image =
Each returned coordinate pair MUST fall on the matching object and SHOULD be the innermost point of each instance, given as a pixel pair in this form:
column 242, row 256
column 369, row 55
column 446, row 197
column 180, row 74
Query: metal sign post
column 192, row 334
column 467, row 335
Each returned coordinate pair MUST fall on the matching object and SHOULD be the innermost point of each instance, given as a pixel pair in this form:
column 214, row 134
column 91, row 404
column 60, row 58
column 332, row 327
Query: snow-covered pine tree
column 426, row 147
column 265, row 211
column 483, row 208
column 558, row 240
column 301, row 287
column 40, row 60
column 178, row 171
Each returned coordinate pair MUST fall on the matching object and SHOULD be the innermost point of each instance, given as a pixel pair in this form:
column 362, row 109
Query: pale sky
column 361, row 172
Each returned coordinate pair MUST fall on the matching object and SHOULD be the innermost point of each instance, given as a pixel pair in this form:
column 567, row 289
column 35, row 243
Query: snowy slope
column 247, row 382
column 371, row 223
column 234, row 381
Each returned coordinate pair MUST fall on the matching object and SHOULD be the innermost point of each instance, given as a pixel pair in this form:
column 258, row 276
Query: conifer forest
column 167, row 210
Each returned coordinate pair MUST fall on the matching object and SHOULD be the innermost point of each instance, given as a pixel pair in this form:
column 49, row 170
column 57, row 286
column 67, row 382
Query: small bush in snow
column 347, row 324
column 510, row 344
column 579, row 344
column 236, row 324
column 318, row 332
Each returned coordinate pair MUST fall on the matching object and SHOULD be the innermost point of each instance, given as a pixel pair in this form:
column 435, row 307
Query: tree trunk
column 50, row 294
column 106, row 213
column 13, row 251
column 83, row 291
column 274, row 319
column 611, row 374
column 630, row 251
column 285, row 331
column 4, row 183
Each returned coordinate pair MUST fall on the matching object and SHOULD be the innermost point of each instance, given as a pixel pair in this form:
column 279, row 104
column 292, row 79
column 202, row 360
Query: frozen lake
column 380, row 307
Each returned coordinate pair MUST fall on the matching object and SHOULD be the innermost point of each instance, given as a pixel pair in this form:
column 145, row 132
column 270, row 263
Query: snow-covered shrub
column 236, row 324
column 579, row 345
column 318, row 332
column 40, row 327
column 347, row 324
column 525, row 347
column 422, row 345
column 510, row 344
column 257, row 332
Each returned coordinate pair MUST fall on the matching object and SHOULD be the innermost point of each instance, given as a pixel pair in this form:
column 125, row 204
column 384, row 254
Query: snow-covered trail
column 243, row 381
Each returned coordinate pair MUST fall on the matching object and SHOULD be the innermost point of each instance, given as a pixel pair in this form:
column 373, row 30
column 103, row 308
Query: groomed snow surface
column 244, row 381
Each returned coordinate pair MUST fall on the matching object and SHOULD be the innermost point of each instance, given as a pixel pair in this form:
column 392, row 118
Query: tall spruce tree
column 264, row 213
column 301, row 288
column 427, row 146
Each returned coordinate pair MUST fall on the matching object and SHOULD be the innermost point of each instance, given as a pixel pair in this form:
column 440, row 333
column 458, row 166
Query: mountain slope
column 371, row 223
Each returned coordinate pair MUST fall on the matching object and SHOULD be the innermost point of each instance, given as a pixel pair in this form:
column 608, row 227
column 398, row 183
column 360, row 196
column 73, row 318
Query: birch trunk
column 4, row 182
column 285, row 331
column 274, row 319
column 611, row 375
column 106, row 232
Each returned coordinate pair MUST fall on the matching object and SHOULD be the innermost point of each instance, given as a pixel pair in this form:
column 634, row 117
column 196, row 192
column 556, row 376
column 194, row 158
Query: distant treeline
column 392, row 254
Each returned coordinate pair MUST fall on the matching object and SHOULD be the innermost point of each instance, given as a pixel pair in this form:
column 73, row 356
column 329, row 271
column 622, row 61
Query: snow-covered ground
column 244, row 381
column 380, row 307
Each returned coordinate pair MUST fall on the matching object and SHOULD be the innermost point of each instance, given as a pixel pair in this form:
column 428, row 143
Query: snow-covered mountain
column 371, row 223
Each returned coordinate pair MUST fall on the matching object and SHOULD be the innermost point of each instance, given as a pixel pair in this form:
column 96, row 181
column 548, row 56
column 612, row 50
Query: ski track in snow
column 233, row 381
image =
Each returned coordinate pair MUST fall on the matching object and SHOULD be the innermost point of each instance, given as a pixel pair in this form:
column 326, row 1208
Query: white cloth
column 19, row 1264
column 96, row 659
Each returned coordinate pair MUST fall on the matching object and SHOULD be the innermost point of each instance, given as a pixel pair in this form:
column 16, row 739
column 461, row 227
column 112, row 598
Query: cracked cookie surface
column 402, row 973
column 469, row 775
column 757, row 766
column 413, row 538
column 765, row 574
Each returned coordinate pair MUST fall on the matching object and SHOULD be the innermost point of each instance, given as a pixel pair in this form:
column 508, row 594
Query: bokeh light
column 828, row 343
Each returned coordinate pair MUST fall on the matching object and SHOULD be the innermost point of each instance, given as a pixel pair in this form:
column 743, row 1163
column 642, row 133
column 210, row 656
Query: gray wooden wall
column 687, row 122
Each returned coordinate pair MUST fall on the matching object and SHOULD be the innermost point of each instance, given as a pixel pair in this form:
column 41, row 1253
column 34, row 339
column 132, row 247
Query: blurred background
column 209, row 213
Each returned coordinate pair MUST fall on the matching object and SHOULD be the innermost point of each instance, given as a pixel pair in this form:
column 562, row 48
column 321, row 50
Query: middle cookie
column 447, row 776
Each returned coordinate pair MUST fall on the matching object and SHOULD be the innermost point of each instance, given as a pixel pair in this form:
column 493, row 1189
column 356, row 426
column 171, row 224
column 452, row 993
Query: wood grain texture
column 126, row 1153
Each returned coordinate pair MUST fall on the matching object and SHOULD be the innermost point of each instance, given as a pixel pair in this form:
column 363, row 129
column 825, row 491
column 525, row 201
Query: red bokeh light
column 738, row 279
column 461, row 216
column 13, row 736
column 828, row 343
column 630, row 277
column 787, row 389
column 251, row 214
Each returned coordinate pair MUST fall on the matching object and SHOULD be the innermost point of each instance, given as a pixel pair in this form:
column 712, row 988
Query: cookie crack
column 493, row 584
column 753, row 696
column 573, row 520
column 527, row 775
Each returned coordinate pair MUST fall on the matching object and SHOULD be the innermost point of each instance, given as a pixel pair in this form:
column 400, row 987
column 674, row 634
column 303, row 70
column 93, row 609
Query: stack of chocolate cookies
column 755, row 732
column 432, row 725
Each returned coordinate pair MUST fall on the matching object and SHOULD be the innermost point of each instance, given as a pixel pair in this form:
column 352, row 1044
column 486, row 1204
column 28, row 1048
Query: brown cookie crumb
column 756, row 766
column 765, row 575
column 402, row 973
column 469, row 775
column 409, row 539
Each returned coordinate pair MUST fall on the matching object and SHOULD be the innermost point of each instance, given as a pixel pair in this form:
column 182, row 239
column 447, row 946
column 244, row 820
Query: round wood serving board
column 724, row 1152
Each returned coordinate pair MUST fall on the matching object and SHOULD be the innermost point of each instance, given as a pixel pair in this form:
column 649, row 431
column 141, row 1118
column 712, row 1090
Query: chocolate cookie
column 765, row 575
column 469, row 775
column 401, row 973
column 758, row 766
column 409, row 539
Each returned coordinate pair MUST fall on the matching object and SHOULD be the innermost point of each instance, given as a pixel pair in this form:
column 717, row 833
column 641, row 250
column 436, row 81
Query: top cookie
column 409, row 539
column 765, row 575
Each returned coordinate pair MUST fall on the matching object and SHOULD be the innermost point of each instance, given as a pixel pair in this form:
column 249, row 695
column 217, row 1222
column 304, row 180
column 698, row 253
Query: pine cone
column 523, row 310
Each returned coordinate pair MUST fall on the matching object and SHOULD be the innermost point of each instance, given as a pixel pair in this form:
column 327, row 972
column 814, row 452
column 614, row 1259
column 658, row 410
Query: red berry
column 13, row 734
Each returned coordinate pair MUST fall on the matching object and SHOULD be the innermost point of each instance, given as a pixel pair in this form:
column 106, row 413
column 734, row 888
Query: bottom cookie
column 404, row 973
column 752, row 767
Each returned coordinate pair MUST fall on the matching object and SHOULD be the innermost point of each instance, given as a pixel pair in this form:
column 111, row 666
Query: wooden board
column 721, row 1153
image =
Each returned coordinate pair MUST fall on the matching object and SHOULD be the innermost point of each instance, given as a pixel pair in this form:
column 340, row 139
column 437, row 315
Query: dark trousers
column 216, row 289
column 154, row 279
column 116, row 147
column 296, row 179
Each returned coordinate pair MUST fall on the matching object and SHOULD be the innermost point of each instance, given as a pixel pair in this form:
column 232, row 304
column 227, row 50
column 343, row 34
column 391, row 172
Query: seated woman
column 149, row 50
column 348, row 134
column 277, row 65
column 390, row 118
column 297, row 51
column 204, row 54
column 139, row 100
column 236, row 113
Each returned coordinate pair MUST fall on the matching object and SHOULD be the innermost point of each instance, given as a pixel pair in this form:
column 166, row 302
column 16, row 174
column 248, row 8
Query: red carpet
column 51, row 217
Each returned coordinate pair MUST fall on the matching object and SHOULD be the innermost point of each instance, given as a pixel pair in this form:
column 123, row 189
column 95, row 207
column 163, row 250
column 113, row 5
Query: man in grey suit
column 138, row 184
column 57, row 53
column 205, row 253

> **やること**
上のリストの先頭から「column 361, row 172」を含む行までを、両端の行も含めて一字一句そのまま繰り返してくれますか？

> **解答はこちら**
image =
Each returned coordinate pair MUST fall on the matching object and SHOULD be the innermost point of each instance, given as a pixel pair in this form:
column 242, row 256
column 369, row 55
column 446, row 197
column 180, row 74
Query: metal sign post
column 192, row 334
column 467, row 335
Each returned coordinate pair MUST fall on the matching object and SHOULD be the innermost point of each instance, given as a pixel pair in this form:
column 214, row 134
column 91, row 404
column 60, row 58
column 332, row 327
Query: snow-covered pine tree
column 426, row 147
column 265, row 211
column 483, row 208
column 558, row 240
column 301, row 287
column 40, row 60
column 178, row 171
Each returned coordinate pair MUST fall on the matching object and SHOULD be the innermost point of each instance, given as a pixel pair in this form:
column 362, row 109
Query: pale sky
column 361, row 172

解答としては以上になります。